▶ PROBLEM TO SOLVE:
Lines in the following data that contain the string "dashed" are to be counted. Report only their number.

▶ DATA PROVIDED:
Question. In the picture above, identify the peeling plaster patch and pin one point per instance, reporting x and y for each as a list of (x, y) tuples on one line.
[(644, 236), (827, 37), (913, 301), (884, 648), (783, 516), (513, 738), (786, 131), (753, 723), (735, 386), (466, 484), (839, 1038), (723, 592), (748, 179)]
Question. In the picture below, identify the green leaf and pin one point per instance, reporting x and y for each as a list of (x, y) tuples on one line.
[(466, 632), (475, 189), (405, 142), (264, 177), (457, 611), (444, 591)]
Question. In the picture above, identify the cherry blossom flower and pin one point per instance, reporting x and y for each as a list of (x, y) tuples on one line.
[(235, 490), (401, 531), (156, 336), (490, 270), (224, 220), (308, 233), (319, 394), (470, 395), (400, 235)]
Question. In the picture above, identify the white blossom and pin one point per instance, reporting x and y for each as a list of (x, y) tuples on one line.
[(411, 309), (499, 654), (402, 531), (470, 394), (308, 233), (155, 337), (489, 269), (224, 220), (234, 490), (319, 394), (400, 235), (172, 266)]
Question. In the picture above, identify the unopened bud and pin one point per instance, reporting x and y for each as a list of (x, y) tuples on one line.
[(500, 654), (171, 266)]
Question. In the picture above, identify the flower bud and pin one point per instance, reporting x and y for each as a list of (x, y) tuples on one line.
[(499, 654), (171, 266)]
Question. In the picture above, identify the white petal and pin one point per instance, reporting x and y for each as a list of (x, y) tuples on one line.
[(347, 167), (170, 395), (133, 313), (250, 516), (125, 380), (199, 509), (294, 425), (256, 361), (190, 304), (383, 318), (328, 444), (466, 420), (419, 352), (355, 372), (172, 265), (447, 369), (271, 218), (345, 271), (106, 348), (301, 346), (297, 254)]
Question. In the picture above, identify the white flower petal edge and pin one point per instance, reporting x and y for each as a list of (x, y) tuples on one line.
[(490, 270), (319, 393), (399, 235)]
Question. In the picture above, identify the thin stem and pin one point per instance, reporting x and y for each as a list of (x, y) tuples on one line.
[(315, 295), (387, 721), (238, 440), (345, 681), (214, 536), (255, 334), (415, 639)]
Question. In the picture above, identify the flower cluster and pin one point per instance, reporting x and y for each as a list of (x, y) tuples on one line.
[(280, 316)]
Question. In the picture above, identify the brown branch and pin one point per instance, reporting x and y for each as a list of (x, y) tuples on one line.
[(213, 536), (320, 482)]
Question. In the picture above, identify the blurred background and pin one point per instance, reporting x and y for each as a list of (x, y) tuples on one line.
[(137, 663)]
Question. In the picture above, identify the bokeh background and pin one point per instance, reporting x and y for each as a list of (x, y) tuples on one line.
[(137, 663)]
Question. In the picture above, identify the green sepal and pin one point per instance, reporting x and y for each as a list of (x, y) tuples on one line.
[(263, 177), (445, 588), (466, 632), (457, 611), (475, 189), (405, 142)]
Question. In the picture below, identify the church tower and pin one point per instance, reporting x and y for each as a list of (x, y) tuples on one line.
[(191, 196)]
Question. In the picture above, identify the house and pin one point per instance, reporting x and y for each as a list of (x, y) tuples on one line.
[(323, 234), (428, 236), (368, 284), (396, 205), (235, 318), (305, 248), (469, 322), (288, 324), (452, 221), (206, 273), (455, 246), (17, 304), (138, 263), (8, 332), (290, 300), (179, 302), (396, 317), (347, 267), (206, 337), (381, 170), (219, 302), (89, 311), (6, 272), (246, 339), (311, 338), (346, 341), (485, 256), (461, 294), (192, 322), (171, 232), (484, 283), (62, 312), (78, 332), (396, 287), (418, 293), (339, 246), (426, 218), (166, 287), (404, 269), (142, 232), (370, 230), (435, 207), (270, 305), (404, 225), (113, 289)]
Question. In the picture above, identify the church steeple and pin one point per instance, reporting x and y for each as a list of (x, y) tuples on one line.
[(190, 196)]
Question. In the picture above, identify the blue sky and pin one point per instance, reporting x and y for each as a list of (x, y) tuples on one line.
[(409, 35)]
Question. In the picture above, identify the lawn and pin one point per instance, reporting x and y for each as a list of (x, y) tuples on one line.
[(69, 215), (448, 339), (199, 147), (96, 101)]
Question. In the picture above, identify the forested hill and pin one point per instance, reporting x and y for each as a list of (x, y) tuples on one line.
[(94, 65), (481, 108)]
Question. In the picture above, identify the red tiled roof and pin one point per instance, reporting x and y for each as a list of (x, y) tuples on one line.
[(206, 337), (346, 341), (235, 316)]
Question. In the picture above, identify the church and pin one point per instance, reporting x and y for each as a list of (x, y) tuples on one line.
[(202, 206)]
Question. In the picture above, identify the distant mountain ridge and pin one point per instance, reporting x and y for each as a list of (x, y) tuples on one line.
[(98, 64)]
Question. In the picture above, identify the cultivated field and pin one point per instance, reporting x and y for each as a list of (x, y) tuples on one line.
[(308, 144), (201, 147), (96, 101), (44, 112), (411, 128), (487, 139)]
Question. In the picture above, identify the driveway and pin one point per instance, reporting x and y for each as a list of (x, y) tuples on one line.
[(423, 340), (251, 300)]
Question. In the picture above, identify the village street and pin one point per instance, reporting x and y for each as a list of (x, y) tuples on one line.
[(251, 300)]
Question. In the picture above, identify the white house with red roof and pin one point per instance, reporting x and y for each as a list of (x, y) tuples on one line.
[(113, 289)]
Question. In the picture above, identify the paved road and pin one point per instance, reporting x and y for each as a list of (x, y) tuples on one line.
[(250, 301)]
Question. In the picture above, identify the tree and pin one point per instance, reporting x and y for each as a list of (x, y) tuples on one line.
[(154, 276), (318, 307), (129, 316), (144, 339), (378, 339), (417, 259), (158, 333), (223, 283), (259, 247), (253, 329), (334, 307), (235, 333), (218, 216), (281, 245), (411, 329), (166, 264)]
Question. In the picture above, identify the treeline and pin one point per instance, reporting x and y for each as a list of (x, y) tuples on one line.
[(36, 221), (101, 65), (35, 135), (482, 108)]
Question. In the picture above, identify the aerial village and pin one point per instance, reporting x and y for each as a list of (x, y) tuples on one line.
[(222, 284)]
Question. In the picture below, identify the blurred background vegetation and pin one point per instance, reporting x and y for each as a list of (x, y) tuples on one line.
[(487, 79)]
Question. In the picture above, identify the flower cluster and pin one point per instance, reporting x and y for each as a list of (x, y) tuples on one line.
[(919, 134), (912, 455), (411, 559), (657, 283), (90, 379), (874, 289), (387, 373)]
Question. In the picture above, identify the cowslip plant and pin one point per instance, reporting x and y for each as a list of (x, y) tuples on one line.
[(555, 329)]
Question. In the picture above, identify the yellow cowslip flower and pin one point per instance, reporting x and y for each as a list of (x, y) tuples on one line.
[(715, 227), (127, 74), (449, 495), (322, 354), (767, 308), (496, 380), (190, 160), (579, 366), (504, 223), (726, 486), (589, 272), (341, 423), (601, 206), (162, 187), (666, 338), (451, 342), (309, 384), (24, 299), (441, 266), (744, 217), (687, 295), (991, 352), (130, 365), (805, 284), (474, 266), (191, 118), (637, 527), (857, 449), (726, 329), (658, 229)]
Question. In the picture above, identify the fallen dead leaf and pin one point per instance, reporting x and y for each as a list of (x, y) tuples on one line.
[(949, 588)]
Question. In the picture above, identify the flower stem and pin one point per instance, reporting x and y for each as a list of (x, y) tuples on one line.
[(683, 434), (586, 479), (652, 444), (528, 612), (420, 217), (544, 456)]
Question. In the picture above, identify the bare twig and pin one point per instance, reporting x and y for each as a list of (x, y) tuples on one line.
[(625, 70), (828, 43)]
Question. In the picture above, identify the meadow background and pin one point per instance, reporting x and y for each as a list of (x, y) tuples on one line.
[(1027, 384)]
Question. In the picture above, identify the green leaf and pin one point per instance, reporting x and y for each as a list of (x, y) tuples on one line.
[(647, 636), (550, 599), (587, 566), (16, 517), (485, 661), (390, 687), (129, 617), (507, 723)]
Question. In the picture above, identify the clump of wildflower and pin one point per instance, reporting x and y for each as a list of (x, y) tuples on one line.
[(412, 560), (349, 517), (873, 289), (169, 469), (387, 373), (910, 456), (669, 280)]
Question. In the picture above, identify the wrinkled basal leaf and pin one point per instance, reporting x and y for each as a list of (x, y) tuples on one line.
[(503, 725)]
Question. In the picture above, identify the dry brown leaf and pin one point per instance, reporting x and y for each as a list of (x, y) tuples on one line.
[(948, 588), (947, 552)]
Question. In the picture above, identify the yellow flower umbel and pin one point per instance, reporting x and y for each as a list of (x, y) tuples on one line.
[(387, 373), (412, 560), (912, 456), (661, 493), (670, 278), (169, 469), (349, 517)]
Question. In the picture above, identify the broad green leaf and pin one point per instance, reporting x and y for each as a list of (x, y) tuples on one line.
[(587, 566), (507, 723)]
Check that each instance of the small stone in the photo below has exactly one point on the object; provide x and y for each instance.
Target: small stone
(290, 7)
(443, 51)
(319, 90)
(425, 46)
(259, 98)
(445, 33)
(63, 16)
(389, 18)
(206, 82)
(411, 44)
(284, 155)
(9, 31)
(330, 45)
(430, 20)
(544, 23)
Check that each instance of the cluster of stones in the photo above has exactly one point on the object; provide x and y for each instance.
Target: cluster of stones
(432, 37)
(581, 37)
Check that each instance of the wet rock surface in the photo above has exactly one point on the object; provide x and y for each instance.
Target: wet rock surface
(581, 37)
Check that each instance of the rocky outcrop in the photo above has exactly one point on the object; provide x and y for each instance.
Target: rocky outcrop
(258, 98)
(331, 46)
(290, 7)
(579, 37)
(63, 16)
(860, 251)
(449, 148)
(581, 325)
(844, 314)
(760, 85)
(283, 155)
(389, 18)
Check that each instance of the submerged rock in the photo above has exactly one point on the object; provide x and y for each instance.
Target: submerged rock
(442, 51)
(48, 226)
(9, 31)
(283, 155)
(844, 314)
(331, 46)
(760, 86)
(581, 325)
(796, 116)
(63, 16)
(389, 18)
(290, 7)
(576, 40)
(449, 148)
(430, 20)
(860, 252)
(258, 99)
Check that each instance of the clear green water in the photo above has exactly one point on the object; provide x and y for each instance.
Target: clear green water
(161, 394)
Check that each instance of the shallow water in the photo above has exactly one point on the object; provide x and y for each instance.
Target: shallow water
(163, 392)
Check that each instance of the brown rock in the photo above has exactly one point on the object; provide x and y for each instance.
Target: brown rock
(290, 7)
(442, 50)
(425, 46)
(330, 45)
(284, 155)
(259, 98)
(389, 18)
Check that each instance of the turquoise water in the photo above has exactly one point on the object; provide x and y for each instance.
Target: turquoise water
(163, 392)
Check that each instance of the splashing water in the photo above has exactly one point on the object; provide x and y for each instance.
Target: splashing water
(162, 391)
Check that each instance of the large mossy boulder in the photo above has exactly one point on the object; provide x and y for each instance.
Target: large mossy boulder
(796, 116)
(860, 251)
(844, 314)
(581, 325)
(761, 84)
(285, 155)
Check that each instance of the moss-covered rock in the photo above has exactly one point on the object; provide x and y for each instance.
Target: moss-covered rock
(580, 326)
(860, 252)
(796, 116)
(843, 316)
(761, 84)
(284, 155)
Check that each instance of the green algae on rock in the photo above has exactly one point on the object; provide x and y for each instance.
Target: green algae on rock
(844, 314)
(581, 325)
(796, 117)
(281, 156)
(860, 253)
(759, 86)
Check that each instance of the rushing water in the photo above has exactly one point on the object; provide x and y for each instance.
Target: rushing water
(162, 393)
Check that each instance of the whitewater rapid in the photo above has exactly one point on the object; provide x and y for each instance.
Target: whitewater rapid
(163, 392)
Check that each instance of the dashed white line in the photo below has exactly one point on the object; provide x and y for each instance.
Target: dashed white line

▶ RESPONSE AREA:
2